> **Exercise**:
Rewrite the material below as a JSON list of strings, one string per line and with blank lines omitted.

> **Records to process**:
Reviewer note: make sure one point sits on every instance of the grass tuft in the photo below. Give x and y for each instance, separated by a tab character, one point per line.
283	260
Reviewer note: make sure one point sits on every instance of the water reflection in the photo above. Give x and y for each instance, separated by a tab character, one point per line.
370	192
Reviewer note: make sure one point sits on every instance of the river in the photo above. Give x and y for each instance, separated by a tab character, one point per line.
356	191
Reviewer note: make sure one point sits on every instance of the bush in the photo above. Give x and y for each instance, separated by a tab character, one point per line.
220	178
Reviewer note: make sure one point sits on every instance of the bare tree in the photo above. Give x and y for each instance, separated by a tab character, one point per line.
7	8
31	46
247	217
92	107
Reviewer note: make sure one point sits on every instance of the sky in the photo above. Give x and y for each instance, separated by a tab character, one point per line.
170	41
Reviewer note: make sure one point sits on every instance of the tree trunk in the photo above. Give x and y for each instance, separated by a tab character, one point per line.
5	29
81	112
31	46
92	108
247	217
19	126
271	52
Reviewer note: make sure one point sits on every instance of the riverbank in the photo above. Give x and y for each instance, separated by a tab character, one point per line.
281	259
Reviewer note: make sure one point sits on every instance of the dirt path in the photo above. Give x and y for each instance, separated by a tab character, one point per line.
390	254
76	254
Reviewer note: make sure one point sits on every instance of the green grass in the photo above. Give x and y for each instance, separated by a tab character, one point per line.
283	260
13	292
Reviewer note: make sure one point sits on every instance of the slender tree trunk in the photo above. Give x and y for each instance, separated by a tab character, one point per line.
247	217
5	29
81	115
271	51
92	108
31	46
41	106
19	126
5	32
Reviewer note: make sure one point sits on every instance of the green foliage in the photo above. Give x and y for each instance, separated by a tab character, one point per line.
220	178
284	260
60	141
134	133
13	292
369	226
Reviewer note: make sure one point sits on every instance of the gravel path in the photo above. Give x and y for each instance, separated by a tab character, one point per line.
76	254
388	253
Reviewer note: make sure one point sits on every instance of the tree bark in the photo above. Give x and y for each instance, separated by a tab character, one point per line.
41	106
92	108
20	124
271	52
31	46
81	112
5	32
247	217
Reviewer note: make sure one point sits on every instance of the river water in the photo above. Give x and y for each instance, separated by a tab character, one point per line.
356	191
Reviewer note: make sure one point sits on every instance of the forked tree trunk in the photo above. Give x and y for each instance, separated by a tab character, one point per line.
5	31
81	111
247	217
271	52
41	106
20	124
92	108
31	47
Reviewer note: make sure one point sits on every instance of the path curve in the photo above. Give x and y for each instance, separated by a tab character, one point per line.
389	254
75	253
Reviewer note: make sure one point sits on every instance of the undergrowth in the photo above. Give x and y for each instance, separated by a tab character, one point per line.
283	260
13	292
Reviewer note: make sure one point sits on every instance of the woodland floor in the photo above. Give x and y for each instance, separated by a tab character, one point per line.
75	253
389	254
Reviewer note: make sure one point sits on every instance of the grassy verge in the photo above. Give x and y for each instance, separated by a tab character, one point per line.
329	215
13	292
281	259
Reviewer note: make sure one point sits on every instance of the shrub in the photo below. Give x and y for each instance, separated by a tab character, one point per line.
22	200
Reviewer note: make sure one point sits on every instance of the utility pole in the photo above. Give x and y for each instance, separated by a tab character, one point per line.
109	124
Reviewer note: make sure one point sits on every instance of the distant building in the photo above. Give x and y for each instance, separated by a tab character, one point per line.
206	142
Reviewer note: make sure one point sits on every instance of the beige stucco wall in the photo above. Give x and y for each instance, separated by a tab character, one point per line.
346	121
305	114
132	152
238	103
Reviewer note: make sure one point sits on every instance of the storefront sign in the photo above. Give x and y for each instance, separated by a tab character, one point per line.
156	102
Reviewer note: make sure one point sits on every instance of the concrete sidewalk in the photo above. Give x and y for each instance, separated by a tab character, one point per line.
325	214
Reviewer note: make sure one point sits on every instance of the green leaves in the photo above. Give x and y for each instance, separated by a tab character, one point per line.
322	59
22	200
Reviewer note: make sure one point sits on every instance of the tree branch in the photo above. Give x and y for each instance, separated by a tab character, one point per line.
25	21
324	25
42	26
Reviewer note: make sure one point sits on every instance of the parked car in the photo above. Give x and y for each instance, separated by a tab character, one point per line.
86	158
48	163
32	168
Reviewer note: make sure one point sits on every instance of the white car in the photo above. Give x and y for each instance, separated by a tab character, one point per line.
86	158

> **Result**:
[
  "Reviewer note: make sure one point sits on every instance of the grass tuft in the photo below. Give x and y for each instance, separated by a tab character, one point per line.",
  "283\t260",
  "Reviewer note: make sure one point sits on every instance of the water reflection in the photo above. Give x and y for each instance, separated by a tab character, one point per line.",
  "370\t192",
  "Reviewer note: make sure one point sits on every instance of the river in the photo above. Give x and y for each instance, separated by a tab character, one point per line.",
  "356\t191",
  "Reviewer note: make sure one point sits on every instance of the bush in the photo above. Give x and y for each instance, separated by a tab character, one point per line.",
  "220\t178",
  "Reviewer note: make sure one point sits on every instance of the bare tree in the photo above. Give x and y for each instance, separated by a tab character, one point per line.",
  "7\t8",
  "31\t46",
  "247\t217",
  "92\t107",
  "Reviewer note: make sure one point sits on every instance of the sky in the photo above. Give x and y for each instance, separated by a tab character, one point per line.",
  "170\t41",
  "Reviewer note: make sure one point sits on every instance of the tree trunk in the photo above. Give x and y for each instance, separated by a tab character, one point per line.",
  "5\t29",
  "81\t112",
  "31\t46",
  "92\t108",
  "247\t217",
  "19\t126",
  "271\t52",
  "Reviewer note: make sure one point sits on every instance of the riverbank in the photo above. Give x and y for each instance, separated by a tab character, one point per line.",
  "281\t259",
  "Reviewer note: make sure one point sits on every instance of the dirt path in the photo above. Give x and y for each instance, separated by a tab character, one point per line.",
  "390\t254",
  "76\t254",
  "Reviewer note: make sure one point sits on every instance of the green grass in the photo above. Give x and y for each instance, separated by a tab character, one point per line.",
  "283\t260",
  "13\t292",
  "Reviewer note: make sure one point sits on every instance of the slender tree trunk in the photo above. Give x and y for each instance, separated by a tab character, one point per line.",
  "247\t217",
  "5\t29",
  "81\t115",
  "271\t51",
  "92\t108",
  "31\t46",
  "41\t106",
  "19\t126",
  "5\t32",
  "Reviewer note: make sure one point sits on every instance of the green foliage in the photo above. Give x and y for each instance, separated by a tab character, one point per line.",
  "220\t178",
  "284\t260",
  "60\t141",
  "134\t133",
  "13\t292",
  "369\t226",
  "Reviewer note: make sure one point sits on every instance of the gravel path in the photo above. Give x and y for each instance, separated by a tab character, one point per line.",
  "76\t254",
  "388\t253",
  "Reviewer note: make sure one point sits on every instance of the tree bark in the photo above. Give x and y for each instance, separated by a tab character, one point per line.",
  "41\t106",
  "92\t108",
  "20\t124",
  "271\t52",
  "31\t46",
  "81\t112",
  "5\t32",
  "247\t217",
  "Reviewer note: make sure one point sits on every instance of the river water in the photo above. Give x and y for each instance, separated by a tab character, one point per line.",
  "356\t191",
  "Reviewer note: make sure one point sits on every instance of the forked tree trunk in the photo above. Give x and y for each instance, separated by a tab character, one point per line.",
  "5\t31",
  "81\t111",
  "247\t217",
  "271\t52",
  "41\t106",
  "20\t124",
  "92\t108",
  "31\t47",
  "Reviewer note: make sure one point sits on every instance of the path curve in the photo above. Give x and y for each instance, separated by a tab character, one point per line.",
  "389\t254",
  "75\t253",
  "Reviewer note: make sure one point sits on every instance of the undergrowth in the photo above. Give x and y for each instance, separated by a tab character, one point per line.",
  "283\t260",
  "13\t292",
  "Reviewer note: make sure one point sits on every instance of the woodland floor in the photo above. Give x and y for each instance, separated by a tab character, one point per line.",
  "75\t253",
  "389\t254",
  "Reviewer note: make sure one point sits on every instance of the grassy verge in the photo above. Give x and y for each instance, separated by a tab character, one point per line.",
  "329\t215",
  "13\t292",
  "281\t259",
  "Reviewer note: make sure one point sits on every instance of the shrub in the photo below. Give x and y for each instance, separated by a tab character, one point per line.",
  "22\t200",
  "Reviewer note: make sure one point sits on every instance of the utility pole in the photo above. Give x and y for each instance, separated by a tab character, one point per line.",
  "109\t124",
  "Reviewer note: make sure one point sits on every instance of the distant building in the photo above. Give x and y for each instance, separated by a tab character, one point per line.",
  "206\t142",
  "Reviewer note: make sure one point sits on every instance of the beige stucco wall in the photo above. Give x and y for each instance, separated by a tab character, one point per line.",
  "346\t121",
  "305\t114",
  "132\t152",
  "238\t103",
  "Reviewer note: make sure one point sits on every instance of the storefront sign in the photo above. Give x and y for each instance, separated by a tab character, one point per line.",
  "156\t102",
  "Reviewer note: make sure one point sits on every instance of the concrete sidewalk in the photo above. Give x and y for each instance, separated by a tab character, one point per line.",
  "325\t214",
  "Reviewer note: make sure one point sits on every instance of the green leaves in the photo above. Give x and y for each instance, separated by a tab character, one point per line.",
  "322\t59",
  "22\t200",
  "Reviewer note: make sure one point sits on every instance of the tree branch in the photo above. Give x and y for each instance, separated by a tab character, one point per line.",
  "25\t21",
  "324\t25",
  "42\t26",
  "Reviewer note: make sure one point sits on every instance of the parked car in the photo above. Give x and y for each instance, separated by a tab character, one point per line.",
  "86\t158",
  "48\t163",
  "32\t168",
  "Reviewer note: make sure one point sits on every instance of the white car in the photo above. Give x and y for each instance, separated by a tab character, one point per line.",
  "86\t158"
]